§ **Text section**
※ ※ ※

Mechanical repulsion forces then appear between the winding 132 and the armature 122, in a direction perpendicular to the surface 1221. These forces make it possible to give the actuator 12 sufficient acceleration in the direction parallel to the axis A to move the actuator 12 in this direction, in a closing direction of the switch 111.

According to a similar operation, equivalent mechanical forces also appear between the winding 133 and the armature 222, in a direction perpendicular to the surface 2221. These forces make it possible to give the actuator 22 sufficient acceleration in the direction parallel to the axis A to move actuator 22 in that direction, in a direction opposite to that of actuator 12.

Figure 6 shows a side sectional view of the induction-operated vacuum interrupter circuit breaker 1, in the closed position, according to an alternative exemplary embodiment of the invention comprising the frame 10 on which are fixed two interrupters 11 and 21. The vacuum bulb 11, the actuator 12, the armatures 122 and 222, and the control windings 131 to 133 are identical to those of the previous embodiment.

The vacuum interrupter 21 comprises:
- an enclosure 210 providing vacuum tightness,
- A switch 211 itself comprising a fixed electrode 2111 and a mobile electrode 2113. The electrodes 2111 and 2113 are aligned along the axis A. The electrodes 2111 and 2113 are housed in the vacuum enclosure 210;
- a bellows 212 allowing a translational movement of the movable electrode 2113 along the axis A. The electrodes 2111 and 2113 are thus capable of being brought into contact or separated from each other while maintaining the seal to the vacuum of enclosure 210.

※ ※ ※

§ **List of tasks**
1 – In the circuit breaker description, what does the bellows 212 allow?
2 – Carry on the circuit breaker description from its last sentence.
The listing that follows comes from a separate source.

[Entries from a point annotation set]
※ ※ ※

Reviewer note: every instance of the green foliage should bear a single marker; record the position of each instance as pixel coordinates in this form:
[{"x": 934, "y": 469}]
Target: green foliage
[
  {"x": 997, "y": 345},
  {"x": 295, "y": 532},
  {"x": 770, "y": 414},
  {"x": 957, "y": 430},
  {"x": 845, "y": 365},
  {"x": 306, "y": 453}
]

※ ※ ※

§ **Results by task**
1 – A translational movement of the movable electrode 2113 along the axis A.

2 –
The supply and the departure of the line current is done by electrical connections 2112 and 2114 connected respectively to the electrodes 2113 and 2111.

The mobile electrode 2113 is made integral with an element 2210 of the rod 221 of the actuator 22. The element 2210 is made of dielectric material in order to eliminate any risk of ignition between a control zone of the circuit breaker 1 and the mobile electrode 2113. The dielectric element 2210 advantageously has a tubular shape.

According to this exemplary embodiment of the invention, the generation of a single opening current in the winding 131 makes it possible to give the actuators 12 and 22 sufficient acceleration to open both the switch 111 and the switch 211, while preserving the balance of the forces exerted on the coil 131. If the actuators 12 and 22 are identical and if the switches 111 and 211 are identical, the forces exerted on the coil 131 are perfectly balanced. It can be considered that the forces of gravity are negligible compared to the forces exerted on the actuators 12 and 22 by the winding 131 during opening.

According to a variant of this embodiment of the invention, the switches 111 and 211 can be electrically connected in series, which makes it possible to increase the breaking capacity of the opening command of the circuit thus constituted. Such a double break can also be obtained in a relatively small volume, the switches 111 and 211 being fixed on the same body and the actuators 12 and 22 being nested.

According to another variant of this embodiment of the invention, the switches 111 and 211 can each be connected to an independent current circuit or to two circuits connected in parallel, which makes it possible to obtain the simultaneous opening of these two current circuits.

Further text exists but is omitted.